* **Exercise**:
Copy all of the records below verbatim.
▬▬▬
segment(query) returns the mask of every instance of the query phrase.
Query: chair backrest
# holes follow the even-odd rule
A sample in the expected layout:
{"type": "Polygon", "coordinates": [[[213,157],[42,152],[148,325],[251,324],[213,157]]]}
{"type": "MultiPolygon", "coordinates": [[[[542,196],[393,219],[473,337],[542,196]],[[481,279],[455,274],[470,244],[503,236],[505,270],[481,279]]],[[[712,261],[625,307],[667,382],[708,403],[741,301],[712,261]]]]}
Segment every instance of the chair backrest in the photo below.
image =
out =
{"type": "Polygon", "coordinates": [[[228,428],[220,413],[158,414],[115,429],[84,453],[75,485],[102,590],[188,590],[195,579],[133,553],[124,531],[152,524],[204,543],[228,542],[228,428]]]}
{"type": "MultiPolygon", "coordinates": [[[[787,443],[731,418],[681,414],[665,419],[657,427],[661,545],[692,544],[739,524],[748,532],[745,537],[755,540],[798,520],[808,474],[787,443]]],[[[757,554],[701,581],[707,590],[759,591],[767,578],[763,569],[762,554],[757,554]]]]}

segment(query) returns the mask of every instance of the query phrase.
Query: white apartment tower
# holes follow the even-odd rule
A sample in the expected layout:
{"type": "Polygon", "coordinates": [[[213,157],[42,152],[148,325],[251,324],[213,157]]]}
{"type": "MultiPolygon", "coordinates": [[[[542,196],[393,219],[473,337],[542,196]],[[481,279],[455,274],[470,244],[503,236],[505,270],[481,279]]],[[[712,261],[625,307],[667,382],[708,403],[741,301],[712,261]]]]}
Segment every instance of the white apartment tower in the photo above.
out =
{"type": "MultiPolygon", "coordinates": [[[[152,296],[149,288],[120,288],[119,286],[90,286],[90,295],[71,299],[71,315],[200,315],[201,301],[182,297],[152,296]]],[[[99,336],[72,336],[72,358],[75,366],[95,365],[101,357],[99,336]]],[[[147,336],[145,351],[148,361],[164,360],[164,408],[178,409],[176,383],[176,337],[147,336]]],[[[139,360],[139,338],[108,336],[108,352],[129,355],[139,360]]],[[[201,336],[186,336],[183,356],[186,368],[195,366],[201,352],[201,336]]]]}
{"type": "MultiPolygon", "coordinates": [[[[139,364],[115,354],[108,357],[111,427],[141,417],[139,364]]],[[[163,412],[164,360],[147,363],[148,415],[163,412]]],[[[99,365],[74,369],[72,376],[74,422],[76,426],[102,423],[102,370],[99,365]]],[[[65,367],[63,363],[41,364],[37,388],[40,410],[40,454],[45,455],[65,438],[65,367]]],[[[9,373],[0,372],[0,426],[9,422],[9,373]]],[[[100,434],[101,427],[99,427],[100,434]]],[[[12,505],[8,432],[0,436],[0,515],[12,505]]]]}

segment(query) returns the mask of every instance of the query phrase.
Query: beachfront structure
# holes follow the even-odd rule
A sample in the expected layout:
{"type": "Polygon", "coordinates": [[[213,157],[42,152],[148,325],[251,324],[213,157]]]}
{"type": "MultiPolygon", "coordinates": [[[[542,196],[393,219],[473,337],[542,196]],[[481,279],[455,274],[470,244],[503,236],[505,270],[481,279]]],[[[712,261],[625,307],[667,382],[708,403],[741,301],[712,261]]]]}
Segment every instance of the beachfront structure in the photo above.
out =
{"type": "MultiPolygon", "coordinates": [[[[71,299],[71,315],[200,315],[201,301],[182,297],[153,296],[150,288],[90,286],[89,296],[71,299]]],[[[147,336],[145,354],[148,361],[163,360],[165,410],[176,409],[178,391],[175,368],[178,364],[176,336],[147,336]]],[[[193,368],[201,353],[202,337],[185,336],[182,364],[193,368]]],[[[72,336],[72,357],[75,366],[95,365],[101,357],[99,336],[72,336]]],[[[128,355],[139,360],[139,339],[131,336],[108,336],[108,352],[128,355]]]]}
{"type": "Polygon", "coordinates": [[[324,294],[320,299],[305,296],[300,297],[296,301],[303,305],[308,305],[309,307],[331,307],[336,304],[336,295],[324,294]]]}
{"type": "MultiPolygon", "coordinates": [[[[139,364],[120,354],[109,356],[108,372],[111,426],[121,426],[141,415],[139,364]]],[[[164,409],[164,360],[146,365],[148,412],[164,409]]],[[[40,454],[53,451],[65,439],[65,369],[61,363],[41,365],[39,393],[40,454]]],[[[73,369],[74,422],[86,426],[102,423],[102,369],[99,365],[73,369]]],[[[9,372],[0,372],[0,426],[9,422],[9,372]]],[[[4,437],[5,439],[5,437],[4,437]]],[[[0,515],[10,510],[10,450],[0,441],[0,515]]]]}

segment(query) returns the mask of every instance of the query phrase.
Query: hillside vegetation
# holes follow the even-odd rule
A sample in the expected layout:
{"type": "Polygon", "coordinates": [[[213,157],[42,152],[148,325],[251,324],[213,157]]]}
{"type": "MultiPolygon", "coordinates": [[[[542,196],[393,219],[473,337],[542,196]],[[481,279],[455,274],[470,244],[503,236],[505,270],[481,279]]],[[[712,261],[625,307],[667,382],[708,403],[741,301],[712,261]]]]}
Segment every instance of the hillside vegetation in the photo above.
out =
▬▬▬
* **The response**:
segment(query) returns the mask of every instance of the query phrase.
Query: chair backrest
# holes follow the even-odd rule
A sample in the expected layout:
{"type": "Polygon", "coordinates": [[[213,157],[42,152],[148,325],[251,324],[213,157]]]}
{"type": "MultiPolygon", "coordinates": [[[[542,196],[393,219],[473,337],[542,196]],[[481,279],[455,274],[470,244],[503,236],[505,270],[481,279]]],[[[712,261],[625,307],[667,382],[708,403],[741,301],[712,261]]]]}
Segment every instance of the chair backrest in the photo below.
image =
out =
{"type": "Polygon", "coordinates": [[[228,428],[220,413],[158,414],[115,429],[84,453],[75,485],[102,590],[188,590],[195,579],[133,553],[124,531],[152,524],[204,543],[228,542],[228,428]]]}
{"type": "MultiPolygon", "coordinates": [[[[787,443],[731,418],[681,414],[665,419],[657,427],[661,545],[692,544],[739,524],[748,532],[745,537],[755,540],[798,520],[808,474],[787,443]]],[[[757,554],[701,581],[707,590],[759,591],[767,578],[763,569],[762,554],[757,554]]]]}

segment(query) returns the mask of every instance of the query phrase.
Query: white apartment tower
# holes follow the even-odd rule
A sample in the expected layout:
{"type": "Polygon", "coordinates": [[[213,157],[42,152],[148,325],[251,324],[213,157]]]}
{"type": "MultiPolygon", "coordinates": [[[[542,196],[393,219],[473,337],[542,196]],[[481,279],[455,274],[470,244],[503,236],[505,270],[481,279]]],[[[712,261],[625,307],[667,382],[708,403],[741,301],[712,261]]]]}
Segment every instance of the white apartment tower in the photo above.
out =
{"type": "MultiPolygon", "coordinates": [[[[152,296],[149,288],[120,288],[119,286],[90,286],[90,295],[71,299],[71,315],[200,315],[201,301],[182,297],[152,296]]],[[[99,336],[72,336],[72,358],[75,366],[95,365],[101,357],[99,336]]],[[[147,336],[145,351],[148,361],[164,360],[164,408],[178,409],[176,383],[176,337],[147,336]]],[[[139,360],[139,338],[108,336],[108,352],[129,355],[139,360]]],[[[201,336],[186,336],[183,356],[186,368],[195,366],[201,352],[201,336]]]]}
{"type": "MultiPolygon", "coordinates": [[[[139,364],[115,354],[108,357],[111,427],[141,417],[139,364]]],[[[163,412],[164,360],[147,363],[148,415],[163,412]]],[[[99,365],[74,369],[72,376],[74,422],[76,426],[102,423],[102,370],[99,365]]],[[[65,367],[63,363],[41,364],[37,388],[40,410],[40,454],[45,455],[65,438],[65,367]]],[[[9,373],[0,372],[0,426],[9,422],[9,373]]],[[[100,434],[101,427],[99,427],[100,434]]],[[[12,505],[8,432],[0,436],[0,515],[12,505]]]]}

segment(query) returns the mask of every instance of the query phrase.
Query: beachfront structure
# holes follow the even-odd rule
A sample in the expected layout:
{"type": "Polygon", "coordinates": [[[213,157],[42,152],[148,325],[251,324],[213,157]]]}
{"type": "MultiPolygon", "coordinates": [[[[542,196],[393,219],[473,337],[542,196]],[[481,279],[455,274],[470,244],[503,236],[505,270],[481,279]]],[[[712,261],[625,307],[667,382],[708,403],[741,301],[712,261]]]]}
Segment every instance of the beachfront structure in the photo above.
out =
{"type": "MultiPolygon", "coordinates": [[[[71,299],[71,315],[200,315],[201,301],[182,297],[153,296],[150,288],[90,286],[89,296],[71,299]]],[[[147,336],[145,354],[148,361],[163,360],[165,410],[176,409],[178,391],[175,368],[178,364],[176,336],[147,336]]],[[[193,368],[201,353],[202,337],[185,336],[182,364],[193,368]]],[[[72,336],[72,357],[75,366],[95,365],[101,357],[99,336],[72,336]]],[[[128,355],[139,360],[139,339],[131,336],[108,336],[108,352],[128,355]]]]}
{"type": "Polygon", "coordinates": [[[324,294],[320,299],[305,296],[300,297],[296,301],[303,305],[308,305],[309,307],[331,307],[336,304],[336,295],[324,294]]]}
{"type": "MultiPolygon", "coordinates": [[[[139,364],[120,354],[109,356],[108,372],[111,426],[121,426],[141,415],[139,364]]],[[[164,409],[164,360],[146,365],[148,412],[164,409]]],[[[40,454],[53,451],[65,439],[65,369],[61,363],[41,365],[39,393],[40,454]]],[[[73,369],[74,422],[86,426],[102,423],[102,369],[99,365],[73,369]]],[[[9,372],[0,372],[0,426],[9,422],[9,372]]],[[[4,437],[5,439],[5,437],[4,437]]],[[[0,515],[10,510],[10,450],[0,441],[0,515]]]]}

segment(query) returns the mask of every instance of the query phrase.
Query: hillside vegetation
# holes follow the even-odd rule
A sample in the expected layout:
{"type": "Polygon", "coordinates": [[[213,157],[42,152],[148,325],[251,324],[213,157]]]}
{"type": "MultiPolygon", "coordinates": [[[[542,196],[393,219],[473,337],[542,196]],[[481,279],[455,274],[470,244],[503,236],[505,270],[481,279]]],[[[712,261],[625,307],[667,382],[708,403],[741,301],[712,261]]]]}
Segment every instance of the hillside vegetation in the photo above.
out =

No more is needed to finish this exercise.